* [Extracted records]
BEGIN

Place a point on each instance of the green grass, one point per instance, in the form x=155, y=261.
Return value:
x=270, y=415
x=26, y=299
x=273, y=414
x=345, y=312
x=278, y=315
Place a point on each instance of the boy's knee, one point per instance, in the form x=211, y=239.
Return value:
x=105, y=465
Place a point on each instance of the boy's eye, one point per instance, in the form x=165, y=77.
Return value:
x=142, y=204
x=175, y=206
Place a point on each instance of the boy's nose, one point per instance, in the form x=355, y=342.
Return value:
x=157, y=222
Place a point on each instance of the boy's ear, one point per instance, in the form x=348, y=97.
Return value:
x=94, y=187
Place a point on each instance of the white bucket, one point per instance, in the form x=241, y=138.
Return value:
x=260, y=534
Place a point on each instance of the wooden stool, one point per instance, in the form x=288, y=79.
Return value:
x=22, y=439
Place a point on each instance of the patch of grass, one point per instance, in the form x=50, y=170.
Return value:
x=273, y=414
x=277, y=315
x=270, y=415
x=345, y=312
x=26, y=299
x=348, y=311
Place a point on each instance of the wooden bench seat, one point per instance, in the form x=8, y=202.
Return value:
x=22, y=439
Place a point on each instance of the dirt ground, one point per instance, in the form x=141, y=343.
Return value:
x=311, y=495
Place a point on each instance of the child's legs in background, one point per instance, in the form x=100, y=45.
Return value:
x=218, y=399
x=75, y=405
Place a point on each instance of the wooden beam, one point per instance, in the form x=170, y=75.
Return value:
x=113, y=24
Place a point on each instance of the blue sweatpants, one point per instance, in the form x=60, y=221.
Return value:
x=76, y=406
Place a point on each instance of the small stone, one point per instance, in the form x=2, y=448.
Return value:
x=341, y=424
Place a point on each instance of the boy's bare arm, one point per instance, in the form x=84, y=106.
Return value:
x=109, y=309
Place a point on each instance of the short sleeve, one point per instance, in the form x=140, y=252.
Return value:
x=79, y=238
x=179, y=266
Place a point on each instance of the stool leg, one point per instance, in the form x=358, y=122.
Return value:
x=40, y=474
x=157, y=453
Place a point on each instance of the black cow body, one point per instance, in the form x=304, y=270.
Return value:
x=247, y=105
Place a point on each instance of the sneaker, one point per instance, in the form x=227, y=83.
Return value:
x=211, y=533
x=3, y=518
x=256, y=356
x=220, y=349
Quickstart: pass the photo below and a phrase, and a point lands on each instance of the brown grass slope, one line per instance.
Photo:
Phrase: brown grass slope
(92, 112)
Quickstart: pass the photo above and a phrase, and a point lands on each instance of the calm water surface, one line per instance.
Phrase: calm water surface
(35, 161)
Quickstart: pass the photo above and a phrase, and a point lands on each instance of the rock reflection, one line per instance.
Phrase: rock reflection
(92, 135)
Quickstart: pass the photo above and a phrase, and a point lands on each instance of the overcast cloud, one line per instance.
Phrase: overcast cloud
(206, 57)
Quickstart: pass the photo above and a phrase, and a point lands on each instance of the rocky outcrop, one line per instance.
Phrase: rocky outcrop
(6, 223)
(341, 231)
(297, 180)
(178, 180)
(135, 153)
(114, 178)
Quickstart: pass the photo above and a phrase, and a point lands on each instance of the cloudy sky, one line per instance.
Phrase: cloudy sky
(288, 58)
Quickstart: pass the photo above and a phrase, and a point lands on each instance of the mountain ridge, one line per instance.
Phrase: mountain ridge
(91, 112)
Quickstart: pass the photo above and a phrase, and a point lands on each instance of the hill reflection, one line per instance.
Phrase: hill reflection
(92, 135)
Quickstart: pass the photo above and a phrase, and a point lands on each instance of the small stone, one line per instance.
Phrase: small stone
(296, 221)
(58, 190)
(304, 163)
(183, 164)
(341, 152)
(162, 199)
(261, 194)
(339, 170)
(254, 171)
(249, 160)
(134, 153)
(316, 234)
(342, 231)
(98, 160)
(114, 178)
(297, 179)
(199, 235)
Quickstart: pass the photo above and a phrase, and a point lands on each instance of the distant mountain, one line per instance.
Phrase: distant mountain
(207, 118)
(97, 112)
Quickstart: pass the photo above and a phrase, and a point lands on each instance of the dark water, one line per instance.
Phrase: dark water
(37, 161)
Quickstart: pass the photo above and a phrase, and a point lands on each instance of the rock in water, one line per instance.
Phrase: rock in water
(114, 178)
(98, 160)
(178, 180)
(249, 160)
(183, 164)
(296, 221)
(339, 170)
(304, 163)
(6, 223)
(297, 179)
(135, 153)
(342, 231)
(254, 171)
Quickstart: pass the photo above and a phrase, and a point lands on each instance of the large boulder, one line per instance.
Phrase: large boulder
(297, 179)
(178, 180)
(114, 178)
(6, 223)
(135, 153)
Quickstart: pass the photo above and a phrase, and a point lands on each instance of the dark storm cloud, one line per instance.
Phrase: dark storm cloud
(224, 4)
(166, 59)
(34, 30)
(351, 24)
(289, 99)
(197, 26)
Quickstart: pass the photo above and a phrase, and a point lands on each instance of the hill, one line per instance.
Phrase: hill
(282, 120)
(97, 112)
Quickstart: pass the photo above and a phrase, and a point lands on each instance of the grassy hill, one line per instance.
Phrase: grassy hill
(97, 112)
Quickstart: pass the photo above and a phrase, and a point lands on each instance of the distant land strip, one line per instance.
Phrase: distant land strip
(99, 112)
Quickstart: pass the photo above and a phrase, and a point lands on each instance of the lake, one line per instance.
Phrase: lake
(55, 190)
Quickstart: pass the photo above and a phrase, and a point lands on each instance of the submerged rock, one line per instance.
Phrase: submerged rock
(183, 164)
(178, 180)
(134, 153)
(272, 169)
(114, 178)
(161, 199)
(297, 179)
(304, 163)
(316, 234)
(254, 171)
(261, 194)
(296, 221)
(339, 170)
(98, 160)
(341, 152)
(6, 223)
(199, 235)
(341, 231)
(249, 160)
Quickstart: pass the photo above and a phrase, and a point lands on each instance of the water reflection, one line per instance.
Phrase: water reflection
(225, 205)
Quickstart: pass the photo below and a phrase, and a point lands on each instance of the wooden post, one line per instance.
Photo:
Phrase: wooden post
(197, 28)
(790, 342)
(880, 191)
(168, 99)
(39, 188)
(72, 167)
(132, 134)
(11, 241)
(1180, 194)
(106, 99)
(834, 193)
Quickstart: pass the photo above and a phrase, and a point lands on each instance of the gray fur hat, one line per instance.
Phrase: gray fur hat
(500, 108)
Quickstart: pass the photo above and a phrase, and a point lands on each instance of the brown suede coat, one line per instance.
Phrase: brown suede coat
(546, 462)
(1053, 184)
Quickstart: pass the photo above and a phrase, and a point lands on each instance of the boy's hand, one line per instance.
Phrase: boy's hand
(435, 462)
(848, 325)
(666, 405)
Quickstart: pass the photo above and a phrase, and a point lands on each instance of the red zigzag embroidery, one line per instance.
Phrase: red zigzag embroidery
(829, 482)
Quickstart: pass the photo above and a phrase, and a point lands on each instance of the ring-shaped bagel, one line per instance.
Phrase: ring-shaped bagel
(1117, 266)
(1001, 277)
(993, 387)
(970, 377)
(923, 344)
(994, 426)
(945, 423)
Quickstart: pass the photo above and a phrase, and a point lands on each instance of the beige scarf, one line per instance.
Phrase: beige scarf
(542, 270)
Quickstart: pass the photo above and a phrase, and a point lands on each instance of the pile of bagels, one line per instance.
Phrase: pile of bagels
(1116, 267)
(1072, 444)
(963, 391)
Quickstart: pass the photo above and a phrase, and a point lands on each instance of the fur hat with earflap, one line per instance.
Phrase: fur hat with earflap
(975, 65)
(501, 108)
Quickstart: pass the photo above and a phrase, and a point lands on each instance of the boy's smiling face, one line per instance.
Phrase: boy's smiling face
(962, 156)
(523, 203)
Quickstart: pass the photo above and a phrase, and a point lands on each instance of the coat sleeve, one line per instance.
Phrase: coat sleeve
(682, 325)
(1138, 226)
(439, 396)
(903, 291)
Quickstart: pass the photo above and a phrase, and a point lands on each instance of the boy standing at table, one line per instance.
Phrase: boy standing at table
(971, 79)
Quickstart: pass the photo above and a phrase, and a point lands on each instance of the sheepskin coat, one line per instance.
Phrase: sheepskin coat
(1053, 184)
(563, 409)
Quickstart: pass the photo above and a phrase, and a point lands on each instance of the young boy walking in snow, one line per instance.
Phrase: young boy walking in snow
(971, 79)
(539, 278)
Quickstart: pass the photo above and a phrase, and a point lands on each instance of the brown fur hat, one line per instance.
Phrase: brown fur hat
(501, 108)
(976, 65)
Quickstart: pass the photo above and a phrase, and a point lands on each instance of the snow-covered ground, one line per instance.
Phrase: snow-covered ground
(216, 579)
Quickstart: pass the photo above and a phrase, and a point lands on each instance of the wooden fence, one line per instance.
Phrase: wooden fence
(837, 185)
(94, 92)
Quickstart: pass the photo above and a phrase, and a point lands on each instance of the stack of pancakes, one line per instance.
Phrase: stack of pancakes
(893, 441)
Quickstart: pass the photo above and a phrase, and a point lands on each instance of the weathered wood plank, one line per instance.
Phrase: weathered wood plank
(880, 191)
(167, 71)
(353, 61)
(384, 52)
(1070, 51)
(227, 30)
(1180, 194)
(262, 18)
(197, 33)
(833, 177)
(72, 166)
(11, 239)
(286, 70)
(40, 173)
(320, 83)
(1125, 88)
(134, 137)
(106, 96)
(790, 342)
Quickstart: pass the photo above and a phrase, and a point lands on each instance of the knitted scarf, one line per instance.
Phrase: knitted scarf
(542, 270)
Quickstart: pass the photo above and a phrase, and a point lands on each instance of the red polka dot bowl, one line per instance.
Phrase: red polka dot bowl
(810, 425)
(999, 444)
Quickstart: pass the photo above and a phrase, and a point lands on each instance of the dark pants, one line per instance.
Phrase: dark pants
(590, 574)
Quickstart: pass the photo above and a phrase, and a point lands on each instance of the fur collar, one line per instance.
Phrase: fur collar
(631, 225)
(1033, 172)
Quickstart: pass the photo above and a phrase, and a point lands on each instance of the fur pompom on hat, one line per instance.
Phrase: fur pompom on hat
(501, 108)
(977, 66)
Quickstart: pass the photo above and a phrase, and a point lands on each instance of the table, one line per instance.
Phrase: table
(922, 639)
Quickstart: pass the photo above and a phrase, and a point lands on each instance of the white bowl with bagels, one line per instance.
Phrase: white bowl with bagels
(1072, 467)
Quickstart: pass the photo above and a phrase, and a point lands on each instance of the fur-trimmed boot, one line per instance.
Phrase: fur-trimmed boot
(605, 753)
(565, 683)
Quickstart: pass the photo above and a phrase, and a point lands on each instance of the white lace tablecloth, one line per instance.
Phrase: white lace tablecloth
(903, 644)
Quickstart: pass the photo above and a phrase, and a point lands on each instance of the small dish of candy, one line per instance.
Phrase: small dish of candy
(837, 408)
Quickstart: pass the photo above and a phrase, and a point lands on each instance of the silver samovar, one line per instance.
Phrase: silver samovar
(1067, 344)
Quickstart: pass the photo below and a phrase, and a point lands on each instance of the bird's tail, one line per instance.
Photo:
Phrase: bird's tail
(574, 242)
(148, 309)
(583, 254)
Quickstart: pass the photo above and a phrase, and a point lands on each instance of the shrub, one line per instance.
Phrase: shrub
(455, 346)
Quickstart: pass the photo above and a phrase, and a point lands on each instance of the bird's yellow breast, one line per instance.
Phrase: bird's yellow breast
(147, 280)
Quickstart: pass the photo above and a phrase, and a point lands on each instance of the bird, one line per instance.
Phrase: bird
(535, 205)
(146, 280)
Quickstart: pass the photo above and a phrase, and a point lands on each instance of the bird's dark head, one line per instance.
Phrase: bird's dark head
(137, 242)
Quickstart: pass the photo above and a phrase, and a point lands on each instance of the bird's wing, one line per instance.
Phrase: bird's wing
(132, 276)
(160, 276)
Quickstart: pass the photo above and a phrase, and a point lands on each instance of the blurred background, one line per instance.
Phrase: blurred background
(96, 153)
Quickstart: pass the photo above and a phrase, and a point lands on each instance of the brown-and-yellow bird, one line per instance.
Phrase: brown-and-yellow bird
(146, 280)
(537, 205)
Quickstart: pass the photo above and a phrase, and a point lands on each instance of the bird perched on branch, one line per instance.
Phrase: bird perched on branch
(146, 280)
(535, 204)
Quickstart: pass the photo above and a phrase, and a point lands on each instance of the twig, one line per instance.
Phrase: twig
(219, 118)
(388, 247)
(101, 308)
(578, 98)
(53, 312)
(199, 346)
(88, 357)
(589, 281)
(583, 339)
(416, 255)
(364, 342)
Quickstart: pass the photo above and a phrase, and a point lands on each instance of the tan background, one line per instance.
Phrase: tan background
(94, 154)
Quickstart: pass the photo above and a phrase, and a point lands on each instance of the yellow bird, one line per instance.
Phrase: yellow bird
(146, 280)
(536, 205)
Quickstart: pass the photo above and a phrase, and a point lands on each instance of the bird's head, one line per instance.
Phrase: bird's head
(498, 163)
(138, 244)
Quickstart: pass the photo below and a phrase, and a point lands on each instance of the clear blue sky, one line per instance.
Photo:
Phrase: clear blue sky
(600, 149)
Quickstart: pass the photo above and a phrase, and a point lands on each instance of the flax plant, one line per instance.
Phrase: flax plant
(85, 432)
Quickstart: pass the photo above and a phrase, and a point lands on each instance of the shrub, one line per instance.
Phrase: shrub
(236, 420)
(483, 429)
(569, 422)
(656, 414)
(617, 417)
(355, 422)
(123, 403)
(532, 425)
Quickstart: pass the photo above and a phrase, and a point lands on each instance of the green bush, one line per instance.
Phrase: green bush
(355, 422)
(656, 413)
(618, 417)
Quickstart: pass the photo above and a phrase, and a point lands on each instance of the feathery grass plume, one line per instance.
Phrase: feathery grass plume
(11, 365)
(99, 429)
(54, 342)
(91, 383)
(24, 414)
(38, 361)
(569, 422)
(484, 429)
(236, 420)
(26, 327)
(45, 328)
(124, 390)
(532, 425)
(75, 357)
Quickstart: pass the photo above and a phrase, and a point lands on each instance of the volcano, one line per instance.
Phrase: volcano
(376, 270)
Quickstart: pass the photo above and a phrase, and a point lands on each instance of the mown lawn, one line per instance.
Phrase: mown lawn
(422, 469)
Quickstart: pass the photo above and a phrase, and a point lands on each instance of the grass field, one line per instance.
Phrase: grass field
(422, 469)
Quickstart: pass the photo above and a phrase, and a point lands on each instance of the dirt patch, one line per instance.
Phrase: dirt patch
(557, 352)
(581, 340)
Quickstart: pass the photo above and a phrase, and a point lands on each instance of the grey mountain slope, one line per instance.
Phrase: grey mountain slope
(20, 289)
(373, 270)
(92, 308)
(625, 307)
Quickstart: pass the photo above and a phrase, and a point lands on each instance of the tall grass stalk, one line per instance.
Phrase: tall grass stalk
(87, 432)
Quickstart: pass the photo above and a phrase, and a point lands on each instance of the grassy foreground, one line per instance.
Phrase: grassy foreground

END

* [Problem description]
Report how many lines of the data above hold the string "foreground". Nothing else belongs in the answer.

* [Problem solution]
2